_Excerpt to read_.
───

Jails and prisons have become America’s “new asylums” for the seriously mentally ill, a new survey concludes.
This situation was caused by the closing of mental hospitals and the failure to provide adequate community support, according to a joint survey by the Treatment Advocacy Center.
“The number of individuals with serious mental illness in prisons and jails now exceeds the number in state psychiatric hospitals tenfold,” the center’s April 2014 report stated.
The Los Angeles County Jail is de facto the largest “mental institution” in California and most of the time is in the running for the dubious honor of being the largest psychiatric institution in the nation, the center said.
The survey reported the increase of inmates with mental illness in California state prisons “from 19 percent in 2007 to 25 percent in 2012,” according to the California Department of Corrections and Rehabilitation.
“From the 1830s to the 1960s, we confined such individuals in hospitals, in large part because there were no effective treatments available. Now that we have effective treatment available, we continue to confine these individuals but in prisons and jails where the treatments are largely not available,” the report says.
“We characterize seriously mentally ill individuals as having a thinking disorder, but surely it is no worse than our own.”
The report cited a 2013 New York Times story saying the suicide rate in California prisons is twice the national average.
On a recent visit to San Quentin’s mental health unit, the researcher reported he had to wear a protective suit and full mask to protect him from body fluids that might be thrown at him.
The survey cautioned that when released from jail, mentally ill inmates receive no aftercare.
One thing the survey cited that would improve the situation is the widespread use of assisted outpatient treatment (AOT), known as Laura’s Law, which has the potential to decrease the number of mentally ill people who end up in jails.
State law requires a judge’s approval before involuntary treatment is initiated. Such treatment requires that the inmate “is gravely disabled and lacks the capacity to consent to or refuse treatment with psychiatric medications” or “is a danger to self or others if not medicated.”
The Advocacy Center strongly recommends appropriate treatment be provided for prison and jail inmates with serious mental illness.

───

[Dataset excerpts]
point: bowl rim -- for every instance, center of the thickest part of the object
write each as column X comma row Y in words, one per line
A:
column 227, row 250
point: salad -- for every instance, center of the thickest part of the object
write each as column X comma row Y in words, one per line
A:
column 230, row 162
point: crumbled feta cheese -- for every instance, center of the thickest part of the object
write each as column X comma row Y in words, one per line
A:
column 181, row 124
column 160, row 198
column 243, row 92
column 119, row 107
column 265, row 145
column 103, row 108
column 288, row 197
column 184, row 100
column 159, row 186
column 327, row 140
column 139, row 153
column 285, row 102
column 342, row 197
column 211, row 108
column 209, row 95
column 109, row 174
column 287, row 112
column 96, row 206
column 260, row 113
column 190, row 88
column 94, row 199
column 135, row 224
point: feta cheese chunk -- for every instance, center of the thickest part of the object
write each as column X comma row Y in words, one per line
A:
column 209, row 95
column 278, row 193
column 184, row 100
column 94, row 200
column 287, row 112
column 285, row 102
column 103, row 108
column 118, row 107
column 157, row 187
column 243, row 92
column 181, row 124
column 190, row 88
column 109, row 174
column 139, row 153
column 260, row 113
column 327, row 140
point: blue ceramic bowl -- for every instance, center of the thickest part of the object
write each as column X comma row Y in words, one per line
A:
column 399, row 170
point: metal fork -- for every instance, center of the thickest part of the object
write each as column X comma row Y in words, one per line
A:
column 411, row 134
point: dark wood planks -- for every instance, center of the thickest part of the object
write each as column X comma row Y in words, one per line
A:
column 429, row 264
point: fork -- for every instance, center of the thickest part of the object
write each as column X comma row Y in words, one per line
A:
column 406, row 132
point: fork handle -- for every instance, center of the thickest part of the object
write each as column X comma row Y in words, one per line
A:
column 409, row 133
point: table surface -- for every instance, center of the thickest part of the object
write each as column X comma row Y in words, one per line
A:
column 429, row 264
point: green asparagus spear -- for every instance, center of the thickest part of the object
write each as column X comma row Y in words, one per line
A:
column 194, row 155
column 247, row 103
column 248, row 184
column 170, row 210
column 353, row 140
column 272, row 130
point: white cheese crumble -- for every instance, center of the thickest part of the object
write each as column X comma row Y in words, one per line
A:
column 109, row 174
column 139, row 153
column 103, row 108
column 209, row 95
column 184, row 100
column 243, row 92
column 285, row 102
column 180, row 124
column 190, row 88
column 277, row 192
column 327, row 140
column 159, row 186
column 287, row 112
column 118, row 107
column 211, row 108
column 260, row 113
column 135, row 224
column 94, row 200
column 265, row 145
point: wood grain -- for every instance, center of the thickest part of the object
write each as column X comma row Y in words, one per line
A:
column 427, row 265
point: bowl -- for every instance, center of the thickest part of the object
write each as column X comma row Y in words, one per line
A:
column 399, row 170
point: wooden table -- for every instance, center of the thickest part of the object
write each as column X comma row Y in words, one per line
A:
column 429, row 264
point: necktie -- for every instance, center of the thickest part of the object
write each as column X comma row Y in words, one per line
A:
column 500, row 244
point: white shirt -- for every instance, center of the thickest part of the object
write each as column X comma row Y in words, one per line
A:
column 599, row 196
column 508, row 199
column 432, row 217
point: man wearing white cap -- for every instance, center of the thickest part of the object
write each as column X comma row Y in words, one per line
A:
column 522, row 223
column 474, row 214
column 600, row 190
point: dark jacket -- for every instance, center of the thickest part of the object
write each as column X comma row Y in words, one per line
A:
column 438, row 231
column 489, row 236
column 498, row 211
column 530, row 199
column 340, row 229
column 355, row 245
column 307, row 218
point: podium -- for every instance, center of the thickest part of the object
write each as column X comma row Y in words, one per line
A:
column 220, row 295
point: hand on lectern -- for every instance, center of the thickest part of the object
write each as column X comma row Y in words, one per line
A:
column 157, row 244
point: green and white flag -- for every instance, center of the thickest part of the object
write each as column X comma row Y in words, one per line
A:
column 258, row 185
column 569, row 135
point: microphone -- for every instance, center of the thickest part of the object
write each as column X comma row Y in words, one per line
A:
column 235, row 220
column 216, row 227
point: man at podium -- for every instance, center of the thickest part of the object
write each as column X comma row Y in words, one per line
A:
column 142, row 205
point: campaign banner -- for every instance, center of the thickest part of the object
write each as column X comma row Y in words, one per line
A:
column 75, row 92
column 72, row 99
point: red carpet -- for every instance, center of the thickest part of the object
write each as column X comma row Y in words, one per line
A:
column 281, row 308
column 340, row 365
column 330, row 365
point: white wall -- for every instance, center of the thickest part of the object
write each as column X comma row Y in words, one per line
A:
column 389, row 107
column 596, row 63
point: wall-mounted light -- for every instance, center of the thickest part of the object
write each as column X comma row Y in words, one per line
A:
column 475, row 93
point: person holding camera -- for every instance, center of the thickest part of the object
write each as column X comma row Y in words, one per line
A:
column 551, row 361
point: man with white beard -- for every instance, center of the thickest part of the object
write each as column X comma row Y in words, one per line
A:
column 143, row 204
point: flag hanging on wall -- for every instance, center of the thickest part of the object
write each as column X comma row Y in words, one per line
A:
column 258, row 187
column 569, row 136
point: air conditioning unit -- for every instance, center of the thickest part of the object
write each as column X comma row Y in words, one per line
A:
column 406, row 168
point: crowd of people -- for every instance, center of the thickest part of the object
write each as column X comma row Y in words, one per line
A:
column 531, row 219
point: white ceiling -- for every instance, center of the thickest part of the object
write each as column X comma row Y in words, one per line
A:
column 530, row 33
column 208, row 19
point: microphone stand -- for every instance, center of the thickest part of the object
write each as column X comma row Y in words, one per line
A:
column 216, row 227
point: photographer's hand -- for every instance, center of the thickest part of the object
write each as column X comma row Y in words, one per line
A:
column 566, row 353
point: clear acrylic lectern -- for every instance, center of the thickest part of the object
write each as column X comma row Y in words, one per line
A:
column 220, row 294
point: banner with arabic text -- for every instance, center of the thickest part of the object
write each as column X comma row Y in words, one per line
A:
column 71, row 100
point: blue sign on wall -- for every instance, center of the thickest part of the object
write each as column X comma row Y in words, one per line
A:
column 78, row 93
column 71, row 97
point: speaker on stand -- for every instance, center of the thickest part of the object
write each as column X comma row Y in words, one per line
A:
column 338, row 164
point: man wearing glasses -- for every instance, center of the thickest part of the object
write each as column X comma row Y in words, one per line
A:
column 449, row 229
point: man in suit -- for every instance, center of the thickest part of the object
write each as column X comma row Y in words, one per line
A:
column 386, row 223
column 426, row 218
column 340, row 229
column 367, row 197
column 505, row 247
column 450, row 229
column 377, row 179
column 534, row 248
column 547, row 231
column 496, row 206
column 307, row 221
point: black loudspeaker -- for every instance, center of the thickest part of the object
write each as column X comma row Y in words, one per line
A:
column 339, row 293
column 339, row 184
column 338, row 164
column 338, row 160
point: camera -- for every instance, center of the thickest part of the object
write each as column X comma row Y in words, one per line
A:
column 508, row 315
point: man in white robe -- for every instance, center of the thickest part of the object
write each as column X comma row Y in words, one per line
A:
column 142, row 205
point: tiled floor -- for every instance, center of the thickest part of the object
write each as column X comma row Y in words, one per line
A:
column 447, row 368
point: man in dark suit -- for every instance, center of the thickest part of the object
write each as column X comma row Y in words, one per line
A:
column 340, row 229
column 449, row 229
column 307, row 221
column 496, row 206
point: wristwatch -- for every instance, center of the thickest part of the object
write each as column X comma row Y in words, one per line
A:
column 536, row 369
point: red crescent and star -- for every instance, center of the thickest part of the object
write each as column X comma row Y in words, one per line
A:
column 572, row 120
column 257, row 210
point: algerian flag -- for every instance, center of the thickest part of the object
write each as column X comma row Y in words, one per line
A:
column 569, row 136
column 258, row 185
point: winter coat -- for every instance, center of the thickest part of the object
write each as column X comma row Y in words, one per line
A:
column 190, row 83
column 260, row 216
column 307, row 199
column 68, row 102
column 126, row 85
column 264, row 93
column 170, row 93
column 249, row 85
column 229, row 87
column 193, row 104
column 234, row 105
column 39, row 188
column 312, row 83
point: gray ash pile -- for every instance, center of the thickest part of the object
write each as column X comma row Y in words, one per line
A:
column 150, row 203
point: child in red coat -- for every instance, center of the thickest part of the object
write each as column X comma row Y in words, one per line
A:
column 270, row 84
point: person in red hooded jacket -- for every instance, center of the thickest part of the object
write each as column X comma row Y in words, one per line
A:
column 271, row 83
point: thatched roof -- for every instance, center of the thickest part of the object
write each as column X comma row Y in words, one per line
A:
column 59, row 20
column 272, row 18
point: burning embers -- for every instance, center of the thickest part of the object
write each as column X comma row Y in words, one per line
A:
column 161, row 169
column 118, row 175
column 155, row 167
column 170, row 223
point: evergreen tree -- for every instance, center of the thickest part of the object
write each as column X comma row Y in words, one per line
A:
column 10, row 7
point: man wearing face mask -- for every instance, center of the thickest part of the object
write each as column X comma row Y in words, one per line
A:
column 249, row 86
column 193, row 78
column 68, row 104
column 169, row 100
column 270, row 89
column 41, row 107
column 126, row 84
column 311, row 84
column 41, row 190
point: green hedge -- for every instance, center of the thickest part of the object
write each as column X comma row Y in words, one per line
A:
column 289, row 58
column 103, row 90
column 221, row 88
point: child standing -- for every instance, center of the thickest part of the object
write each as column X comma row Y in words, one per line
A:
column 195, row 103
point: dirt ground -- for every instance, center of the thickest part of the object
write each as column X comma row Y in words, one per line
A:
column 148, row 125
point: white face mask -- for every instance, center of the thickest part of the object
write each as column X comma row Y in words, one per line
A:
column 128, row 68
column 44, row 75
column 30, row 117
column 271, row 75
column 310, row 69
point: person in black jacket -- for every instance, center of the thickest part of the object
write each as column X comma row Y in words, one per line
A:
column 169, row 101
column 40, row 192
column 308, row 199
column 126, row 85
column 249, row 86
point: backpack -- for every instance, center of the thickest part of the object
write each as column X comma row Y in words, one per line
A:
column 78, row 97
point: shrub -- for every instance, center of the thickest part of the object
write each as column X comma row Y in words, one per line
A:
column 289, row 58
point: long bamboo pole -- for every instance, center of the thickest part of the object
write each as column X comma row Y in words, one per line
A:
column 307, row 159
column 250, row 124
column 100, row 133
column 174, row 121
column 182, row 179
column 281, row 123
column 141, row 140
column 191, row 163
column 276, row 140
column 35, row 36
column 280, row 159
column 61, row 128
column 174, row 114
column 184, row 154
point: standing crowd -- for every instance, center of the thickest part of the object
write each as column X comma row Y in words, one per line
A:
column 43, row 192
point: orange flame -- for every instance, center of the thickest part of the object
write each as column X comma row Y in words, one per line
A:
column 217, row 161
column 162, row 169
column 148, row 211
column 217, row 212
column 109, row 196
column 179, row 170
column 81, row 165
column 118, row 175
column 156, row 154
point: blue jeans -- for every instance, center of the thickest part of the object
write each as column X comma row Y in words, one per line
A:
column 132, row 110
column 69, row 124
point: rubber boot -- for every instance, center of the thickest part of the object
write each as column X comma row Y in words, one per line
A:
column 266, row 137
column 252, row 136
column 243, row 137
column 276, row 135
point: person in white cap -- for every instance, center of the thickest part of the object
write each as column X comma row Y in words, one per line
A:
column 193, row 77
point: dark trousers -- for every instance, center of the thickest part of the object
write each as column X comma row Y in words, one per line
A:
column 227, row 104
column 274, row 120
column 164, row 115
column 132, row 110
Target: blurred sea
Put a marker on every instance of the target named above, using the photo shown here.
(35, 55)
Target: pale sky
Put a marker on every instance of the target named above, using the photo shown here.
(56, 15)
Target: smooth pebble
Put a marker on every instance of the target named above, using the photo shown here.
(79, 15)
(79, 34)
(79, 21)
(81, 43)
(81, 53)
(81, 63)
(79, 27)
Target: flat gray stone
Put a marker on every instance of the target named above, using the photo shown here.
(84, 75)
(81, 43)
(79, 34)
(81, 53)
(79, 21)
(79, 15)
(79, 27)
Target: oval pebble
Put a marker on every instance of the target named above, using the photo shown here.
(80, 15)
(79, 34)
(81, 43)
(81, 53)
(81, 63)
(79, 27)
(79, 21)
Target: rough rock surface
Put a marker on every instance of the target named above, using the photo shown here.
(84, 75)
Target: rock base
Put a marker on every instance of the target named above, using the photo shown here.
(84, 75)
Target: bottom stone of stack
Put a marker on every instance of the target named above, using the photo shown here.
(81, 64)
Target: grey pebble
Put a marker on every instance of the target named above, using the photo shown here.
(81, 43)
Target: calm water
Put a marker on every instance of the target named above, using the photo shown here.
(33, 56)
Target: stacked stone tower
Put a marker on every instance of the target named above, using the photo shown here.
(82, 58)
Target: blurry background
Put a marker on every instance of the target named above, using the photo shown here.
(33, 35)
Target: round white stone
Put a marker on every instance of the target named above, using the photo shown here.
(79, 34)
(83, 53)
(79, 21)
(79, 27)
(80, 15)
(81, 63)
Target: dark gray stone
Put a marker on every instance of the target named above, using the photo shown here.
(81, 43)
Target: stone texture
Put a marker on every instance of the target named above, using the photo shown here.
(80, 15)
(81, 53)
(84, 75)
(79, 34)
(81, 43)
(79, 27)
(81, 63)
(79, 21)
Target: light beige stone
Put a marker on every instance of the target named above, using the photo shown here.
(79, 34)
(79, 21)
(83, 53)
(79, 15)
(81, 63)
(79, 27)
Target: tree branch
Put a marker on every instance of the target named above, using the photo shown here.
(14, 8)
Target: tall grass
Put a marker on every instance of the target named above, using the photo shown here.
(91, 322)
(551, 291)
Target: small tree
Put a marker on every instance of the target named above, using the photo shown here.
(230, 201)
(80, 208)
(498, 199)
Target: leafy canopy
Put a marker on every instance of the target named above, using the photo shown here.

───

_Aim of the task_.
Can you answer these from the article on mental illness in jails and prisons?
1. What percentage of California state prison inmates had a mental illness in 2012?
2. According to the 2013 New York Times story the report cited, how does the suicide rate in California prisons compare with the national average?
3. What is assisted outpatient treatment (AOT) also known as?
The records have no connection to the text.

_Written answer_.
1. 25 percent
2. It is twice the national average.
3. Laura's Law